Source information: Begin

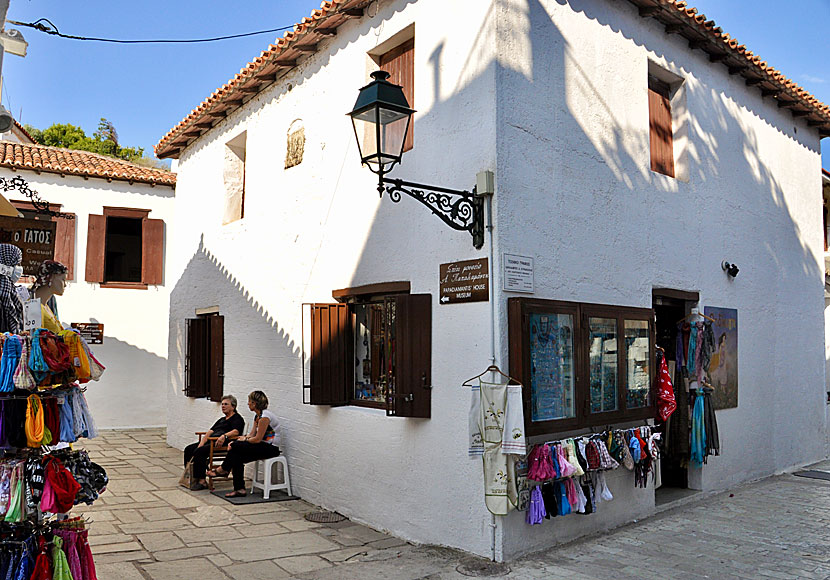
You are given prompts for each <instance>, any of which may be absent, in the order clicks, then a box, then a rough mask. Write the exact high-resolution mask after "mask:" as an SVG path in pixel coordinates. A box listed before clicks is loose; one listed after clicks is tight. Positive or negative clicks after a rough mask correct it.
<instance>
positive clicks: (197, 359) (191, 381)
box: [184, 313, 225, 403]
mask: <svg viewBox="0 0 830 580" xmlns="http://www.w3.org/2000/svg"><path fill="white" fill-rule="evenodd" d="M185 322H186V326H187V328H186V331H187V333H186V337H185V340H186V341H187V345H186V349H185V365H184V369H185V381H184V394H185V395H186V396H188V397H194V398H209V399H210V400H211V401H215V402H217V403H218V402H220V401H221V400H222V396H223V394H224V392H223V389H224V378H225V373H224V369H225V317H224V316H220V315H219V314H218V313H211V314H203V315H199V316H197V317H196V318H188V319H186V320H185Z"/></svg>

Source information: End

» Exercise directions
Show each line from the rows above that contains the string "instance". Case counts.

» Answer area
You are given prompts for each <instance>, any of which may be absent, in the order clicks, then a box, then a rough mask. Write the exact high-resolution mask after "mask:" as an SVG path in pixel coordinates. A box listed before clicks is loose; one listed after clicks is tight. Positive or negative clicks after a rough mask correct it.
<instance>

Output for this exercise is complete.